### DIRECTIVE
Transcribe the data in full and exactly, omitting any pictures.

### PROVIDED RECORDS
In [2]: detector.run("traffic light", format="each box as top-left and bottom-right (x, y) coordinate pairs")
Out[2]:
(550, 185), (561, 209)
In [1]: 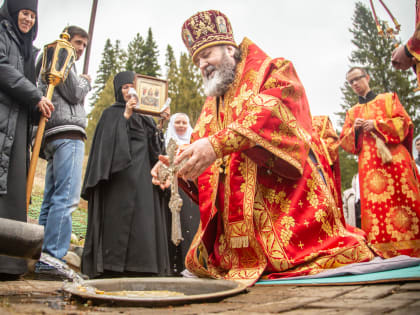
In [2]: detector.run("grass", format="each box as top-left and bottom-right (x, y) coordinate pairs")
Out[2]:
(28, 157), (87, 240)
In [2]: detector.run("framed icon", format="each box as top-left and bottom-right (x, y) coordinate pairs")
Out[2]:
(134, 74), (168, 116)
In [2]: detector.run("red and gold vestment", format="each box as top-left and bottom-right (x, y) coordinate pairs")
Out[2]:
(406, 0), (420, 87)
(312, 116), (343, 209)
(186, 38), (373, 285)
(341, 93), (420, 258)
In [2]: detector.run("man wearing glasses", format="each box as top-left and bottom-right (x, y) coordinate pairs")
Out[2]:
(340, 67), (420, 258)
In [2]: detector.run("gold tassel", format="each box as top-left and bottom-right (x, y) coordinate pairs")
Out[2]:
(370, 132), (392, 164)
(230, 236), (249, 248)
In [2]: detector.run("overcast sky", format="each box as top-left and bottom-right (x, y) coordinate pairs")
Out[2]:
(0, 0), (415, 127)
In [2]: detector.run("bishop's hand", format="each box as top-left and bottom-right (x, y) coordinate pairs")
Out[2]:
(175, 138), (217, 180)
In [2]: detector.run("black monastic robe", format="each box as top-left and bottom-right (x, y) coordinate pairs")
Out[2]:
(82, 103), (169, 277)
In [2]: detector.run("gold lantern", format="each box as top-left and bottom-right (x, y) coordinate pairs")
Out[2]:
(41, 30), (76, 99)
(26, 30), (76, 210)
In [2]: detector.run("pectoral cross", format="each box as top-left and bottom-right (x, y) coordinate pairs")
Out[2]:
(158, 139), (187, 246)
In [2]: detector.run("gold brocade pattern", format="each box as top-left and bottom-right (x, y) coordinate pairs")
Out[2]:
(186, 39), (372, 285)
(341, 93), (420, 258)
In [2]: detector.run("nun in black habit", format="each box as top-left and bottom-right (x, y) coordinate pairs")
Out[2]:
(82, 71), (170, 278)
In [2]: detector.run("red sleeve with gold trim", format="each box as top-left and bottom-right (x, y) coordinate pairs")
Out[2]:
(375, 93), (413, 143)
(407, 0), (420, 60)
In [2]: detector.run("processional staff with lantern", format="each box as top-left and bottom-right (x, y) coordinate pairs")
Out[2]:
(26, 30), (76, 211)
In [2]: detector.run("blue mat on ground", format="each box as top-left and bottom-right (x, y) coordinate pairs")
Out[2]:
(256, 256), (420, 285)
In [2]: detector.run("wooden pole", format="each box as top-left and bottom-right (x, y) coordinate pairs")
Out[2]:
(83, 0), (98, 74)
(26, 84), (54, 213)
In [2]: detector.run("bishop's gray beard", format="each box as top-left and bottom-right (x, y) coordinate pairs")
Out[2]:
(203, 55), (236, 96)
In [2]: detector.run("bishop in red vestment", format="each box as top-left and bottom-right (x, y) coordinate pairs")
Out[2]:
(340, 67), (420, 258)
(152, 11), (373, 285)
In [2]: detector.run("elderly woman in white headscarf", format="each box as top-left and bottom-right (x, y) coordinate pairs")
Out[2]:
(165, 113), (193, 146)
(165, 113), (200, 274)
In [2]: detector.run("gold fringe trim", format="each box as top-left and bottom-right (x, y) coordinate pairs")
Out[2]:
(230, 236), (249, 248)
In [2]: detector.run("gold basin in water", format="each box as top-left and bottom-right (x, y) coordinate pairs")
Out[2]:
(63, 277), (246, 306)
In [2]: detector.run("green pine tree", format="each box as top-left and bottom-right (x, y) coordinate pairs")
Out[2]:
(90, 38), (125, 107)
(126, 33), (145, 73)
(171, 53), (205, 126)
(141, 27), (160, 77)
(85, 39), (126, 154)
(85, 74), (115, 155)
(336, 2), (420, 189)
(165, 45), (178, 108)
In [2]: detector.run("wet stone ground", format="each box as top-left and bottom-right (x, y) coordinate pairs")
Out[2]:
(0, 278), (420, 315)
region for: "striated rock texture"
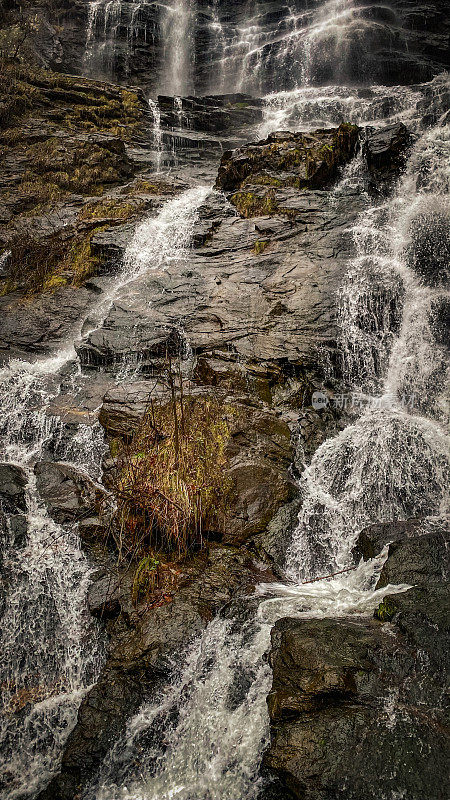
[265,520,450,800]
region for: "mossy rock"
[374,598,398,622]
[216,124,359,196]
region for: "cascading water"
[83,0,122,76]
[4,0,450,800]
[80,76,450,800]
[148,99,163,172]
[0,187,209,800]
[161,0,195,96]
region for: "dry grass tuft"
[112,394,231,574]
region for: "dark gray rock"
[265,519,450,800]
[34,461,105,524]
[363,122,412,192]
[0,464,28,514]
[87,573,122,620]
[265,618,449,800]
[354,518,423,560]
[39,546,268,800]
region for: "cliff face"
[0,0,449,800]
[4,0,449,95]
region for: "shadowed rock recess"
[0,0,450,800]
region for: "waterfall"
[83,0,122,77]
[83,95,450,800]
[148,99,163,172]
[0,187,209,800]
[161,0,195,96]
[5,0,450,800]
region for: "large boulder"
[363,122,411,191]
[405,209,450,287]
[216,125,359,200]
[265,519,450,800]
[265,613,448,800]
[39,545,270,800]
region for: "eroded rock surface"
[265,520,450,800]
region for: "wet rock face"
[39,545,268,800]
[0,464,28,514]
[34,461,105,523]
[265,520,450,800]
[45,0,448,94]
[363,123,411,191]
[216,125,358,200]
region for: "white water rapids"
[0,0,450,800]
[77,98,450,800]
[0,187,209,800]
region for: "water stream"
[0,187,208,800]
[0,0,450,800]
[80,103,450,800]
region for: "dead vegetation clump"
[105,378,232,602]
[2,232,66,293]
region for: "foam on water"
[0,187,209,800]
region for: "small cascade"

### WORKED SOLUTION
In [2]: detector.run("traffic light", format="each box as top-left and bottom-right (x, y) coordinate pairs")
Out[2]:
(550, 185), (561, 209)
In [1]: 
In [2]: detector.run("grass", format="each box as top-left and bottom-right (x, y) coordinate pairs")
Out[2]:
(28, 157), (87, 240)
In [2]: detector.run("framed icon", format="each box as top-left and bottom-right (x, y) coordinate pairs")
Out[2]:
(134, 74), (168, 116)
In [2]: detector.run("red and gold vestment", format="each box as top-left and bottom-right (x, y) coordinate pairs")
Out[2]:
(406, 0), (420, 87)
(312, 116), (343, 209)
(186, 38), (373, 285)
(341, 93), (420, 258)
In [2]: detector.run("man wearing glasses", format="each box as top-left and bottom-right (x, y) coordinate pairs")
Out[2]:
(340, 67), (420, 258)
In [2]: detector.run("gold tassel", format="each box as top-left and bottom-right (x, y) coordinate pairs")
Out[2]:
(370, 132), (392, 164)
(230, 236), (249, 248)
In [2]: detector.run("overcast sky", format="each box as top-left and bottom-right (x, y) coordinate pairs")
Out[2]:
(0, 0), (415, 127)
In [2]: detector.run("bishop's hand", format="each box as top-left and bottom-right (x, y) coordinate pairs")
Out[2]:
(175, 138), (217, 180)
In [2]: detector.run("black monastic robe", format="each box as top-left and bottom-right (x, y) coordinate pairs")
Out[2]:
(82, 103), (169, 277)
In [2]: detector.run("gold lantern", format="each box as top-left and bottom-right (x, y) coordinate pairs")
Out[2]:
(41, 30), (76, 99)
(26, 30), (76, 210)
In [2]: detector.run("pectoral cross", format="each box as top-left and bottom-right (x, y) coordinate pairs")
Out[2]:
(158, 139), (187, 246)
In [2]: detector.run("gold brocade pattern", format="each box as top-left and bottom-right (x, y) coordinate pairs")
Out[2]:
(186, 39), (372, 285)
(341, 93), (420, 258)
In [2]: detector.run("nun in black habit", format="each box as top-left and bottom-right (x, y) coordinate pairs")
Out[2]:
(82, 71), (170, 278)
In [2]: detector.run("red sleeve with gold trim", format="each box as top-left and bottom-right (x, y) coordinate pairs")
Out[2]:
(375, 93), (413, 143)
(407, 0), (420, 60)
In [2]: detector.run("processional staff with lantern", format="each box as top-left and bottom-right (x, y) coordinate pairs")
Out[2]:
(26, 30), (76, 211)
In [2]: detector.run("blue mat on ground", format="each box as top-left and bottom-right (x, y) coordinate pairs")
Out[2]:
(256, 256), (420, 285)
In [2]: detector.run("wooden pole", format="each box as top-left and bottom-right (x, y) coordinate pairs")
Out[2]:
(83, 0), (98, 74)
(26, 84), (54, 213)
In [2]: detector.run("bishop's gray beard", format="each box as top-left and bottom-right (x, y) coordinate pairs")
Out[2]:
(203, 55), (236, 96)
In [2]: detector.run("bishop in red vestment", format="each box as top-left and bottom-right (x, y) coordinate pairs")
Out[2]:
(340, 67), (420, 258)
(152, 11), (373, 285)
In [2]: detector.run("elderly woman in white headscarf", format="each box as top-left and bottom-right (x, y) coordinate pairs")
Out[2]:
(165, 113), (193, 146)
(165, 113), (200, 274)
In [2]: detector.run("gold fringe trim", format="each box as top-left and bottom-right (x, y) coordinate pairs")
Out[2]:
(230, 236), (249, 248)
In [2]: detector.run("gold basin in water", format="each box as top-left and bottom-right (x, y) coordinate pairs")
Out[2]:
(63, 277), (246, 306)
In [2]: detector.run("green pine tree", format="each box as top-left and bottom-right (x, y) coordinate pairs")
Out[2]:
(90, 38), (125, 107)
(126, 33), (145, 73)
(171, 53), (205, 126)
(141, 27), (160, 77)
(85, 39), (126, 154)
(85, 74), (115, 155)
(336, 2), (420, 189)
(165, 45), (178, 108)
In [2]: detector.run("wet stone ground", format="each box as top-left and bottom-right (x, y) coordinate pairs")
Out[2]:
(0, 278), (420, 315)
region for: "striated rock texture"
[265,520,450,800]
region for: "mossy rock"
[374,598,398,622]
[216,124,359,196]
region for: "cascading water"
[83,0,122,76]
[4,0,450,800]
[80,76,450,800]
[148,99,163,172]
[0,187,209,800]
[161,0,195,96]
region for: "dry grass tuft"
[112,394,231,574]
region for: "dark gray rock"
[265,519,450,800]
[34,461,105,524]
[363,122,412,192]
[0,464,28,514]
[87,573,122,620]
[265,618,449,800]
[354,518,423,560]
[39,546,268,800]
region for: "cliff face"
[0,0,449,800]
[4,0,449,95]
region for: "shadowed rock recess"
[0,0,450,800]
region for: "waterfall"
[83,0,122,77]
[83,95,450,800]
[148,99,163,172]
[0,187,209,800]
[161,0,195,96]
[5,0,450,800]
region for: "large boulder"
[363,122,411,191]
[405,209,450,287]
[216,125,359,200]
[265,519,450,800]
[265,613,448,800]
[39,545,270,800]
region for: "eroded rock surface"
[265,520,450,800]
region for: "wet rock face"
[39,545,268,800]
[0,464,28,514]
[34,461,105,523]
[265,520,450,800]
[45,0,448,94]
[363,123,411,191]
[216,125,358,200]
region for: "white water rapids"
[0,0,450,800]
[77,98,450,800]
[0,187,209,800]
region for: "water stream"
[0,187,208,800]
[0,0,450,800]
[80,103,450,800]
region for: "dead vegetation clump"
[105,378,232,602]
[2,232,66,293]
region for: "foam on water"
[0,187,209,800]
region for: "small cascade"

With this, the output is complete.